» Dataset records:
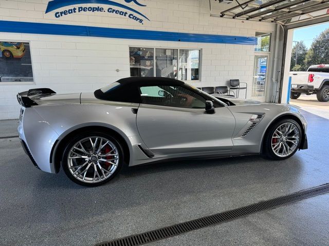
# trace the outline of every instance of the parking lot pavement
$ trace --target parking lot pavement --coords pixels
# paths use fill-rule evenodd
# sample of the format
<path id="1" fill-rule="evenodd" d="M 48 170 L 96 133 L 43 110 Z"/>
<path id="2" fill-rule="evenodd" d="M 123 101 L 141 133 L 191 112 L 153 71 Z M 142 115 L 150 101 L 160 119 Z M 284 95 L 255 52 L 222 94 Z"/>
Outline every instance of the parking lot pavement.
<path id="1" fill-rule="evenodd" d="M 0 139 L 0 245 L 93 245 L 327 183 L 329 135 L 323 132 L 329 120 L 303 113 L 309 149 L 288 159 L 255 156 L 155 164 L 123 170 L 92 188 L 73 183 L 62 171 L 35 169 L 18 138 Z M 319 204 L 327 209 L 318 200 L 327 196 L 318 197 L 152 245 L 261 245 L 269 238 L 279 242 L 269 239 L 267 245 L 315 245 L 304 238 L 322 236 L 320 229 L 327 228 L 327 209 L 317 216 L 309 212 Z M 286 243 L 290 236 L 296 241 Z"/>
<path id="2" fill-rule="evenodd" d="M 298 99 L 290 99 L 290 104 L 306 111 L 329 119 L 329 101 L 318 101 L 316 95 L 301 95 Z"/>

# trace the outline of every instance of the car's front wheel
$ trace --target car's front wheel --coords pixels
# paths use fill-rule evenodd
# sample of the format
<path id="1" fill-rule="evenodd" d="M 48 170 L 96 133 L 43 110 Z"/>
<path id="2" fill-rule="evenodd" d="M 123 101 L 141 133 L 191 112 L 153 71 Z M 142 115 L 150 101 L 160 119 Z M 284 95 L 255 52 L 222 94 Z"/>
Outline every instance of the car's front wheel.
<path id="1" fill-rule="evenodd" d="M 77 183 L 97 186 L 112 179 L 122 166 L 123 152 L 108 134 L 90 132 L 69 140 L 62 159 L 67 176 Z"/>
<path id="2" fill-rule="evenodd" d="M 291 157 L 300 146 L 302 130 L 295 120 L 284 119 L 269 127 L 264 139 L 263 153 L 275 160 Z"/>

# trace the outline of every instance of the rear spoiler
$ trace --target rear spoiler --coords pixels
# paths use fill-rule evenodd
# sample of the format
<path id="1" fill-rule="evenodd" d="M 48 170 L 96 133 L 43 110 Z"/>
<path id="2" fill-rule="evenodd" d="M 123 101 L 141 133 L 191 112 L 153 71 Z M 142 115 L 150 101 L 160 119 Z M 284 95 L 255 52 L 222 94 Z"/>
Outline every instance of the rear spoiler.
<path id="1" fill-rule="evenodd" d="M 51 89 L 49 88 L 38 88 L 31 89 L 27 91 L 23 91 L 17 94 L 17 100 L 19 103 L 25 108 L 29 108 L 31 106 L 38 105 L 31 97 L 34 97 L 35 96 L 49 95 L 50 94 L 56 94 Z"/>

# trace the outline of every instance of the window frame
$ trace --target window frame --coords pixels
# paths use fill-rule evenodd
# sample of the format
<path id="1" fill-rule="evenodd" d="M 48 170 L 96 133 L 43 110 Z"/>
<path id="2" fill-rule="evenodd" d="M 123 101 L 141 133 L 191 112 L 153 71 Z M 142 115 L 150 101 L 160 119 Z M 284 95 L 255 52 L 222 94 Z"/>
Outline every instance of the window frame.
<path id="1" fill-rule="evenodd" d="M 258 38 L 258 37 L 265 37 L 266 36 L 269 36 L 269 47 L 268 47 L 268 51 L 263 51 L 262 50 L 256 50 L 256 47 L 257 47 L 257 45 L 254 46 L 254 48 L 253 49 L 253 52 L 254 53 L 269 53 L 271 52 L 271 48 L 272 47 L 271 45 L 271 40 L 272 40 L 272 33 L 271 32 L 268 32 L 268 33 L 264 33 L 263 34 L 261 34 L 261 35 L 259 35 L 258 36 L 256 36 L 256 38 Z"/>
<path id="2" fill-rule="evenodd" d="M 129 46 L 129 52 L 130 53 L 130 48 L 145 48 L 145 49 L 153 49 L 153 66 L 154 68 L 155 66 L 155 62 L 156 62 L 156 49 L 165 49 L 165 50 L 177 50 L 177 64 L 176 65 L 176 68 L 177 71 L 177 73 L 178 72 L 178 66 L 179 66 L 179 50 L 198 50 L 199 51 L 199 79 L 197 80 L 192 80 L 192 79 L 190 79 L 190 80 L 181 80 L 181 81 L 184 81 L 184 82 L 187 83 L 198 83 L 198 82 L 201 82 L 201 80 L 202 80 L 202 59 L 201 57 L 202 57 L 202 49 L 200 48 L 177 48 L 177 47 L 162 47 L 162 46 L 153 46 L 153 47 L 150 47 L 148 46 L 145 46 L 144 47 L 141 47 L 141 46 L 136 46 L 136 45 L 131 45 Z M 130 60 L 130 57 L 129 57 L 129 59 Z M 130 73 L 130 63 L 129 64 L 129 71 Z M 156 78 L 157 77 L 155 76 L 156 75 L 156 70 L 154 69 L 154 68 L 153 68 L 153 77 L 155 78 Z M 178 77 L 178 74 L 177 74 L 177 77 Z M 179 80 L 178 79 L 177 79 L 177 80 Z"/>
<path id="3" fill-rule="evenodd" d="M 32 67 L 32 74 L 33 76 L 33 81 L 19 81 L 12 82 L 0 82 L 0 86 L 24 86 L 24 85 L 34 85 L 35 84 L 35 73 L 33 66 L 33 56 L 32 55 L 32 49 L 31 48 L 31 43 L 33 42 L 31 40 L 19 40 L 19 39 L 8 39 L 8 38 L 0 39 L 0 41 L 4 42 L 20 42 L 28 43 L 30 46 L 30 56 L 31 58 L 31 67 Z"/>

» WHAT THIS TASK INVOLVES: Copy each line of the data above that contains the string "pixels".

» RIGHT ANSWER:
$ trace --target parking lot pavement --coords pixels
$ trace --target car's front wheel --coords pixels
$ trace --target rear spoiler --coords pixels
$ trace --target window frame --coords pixels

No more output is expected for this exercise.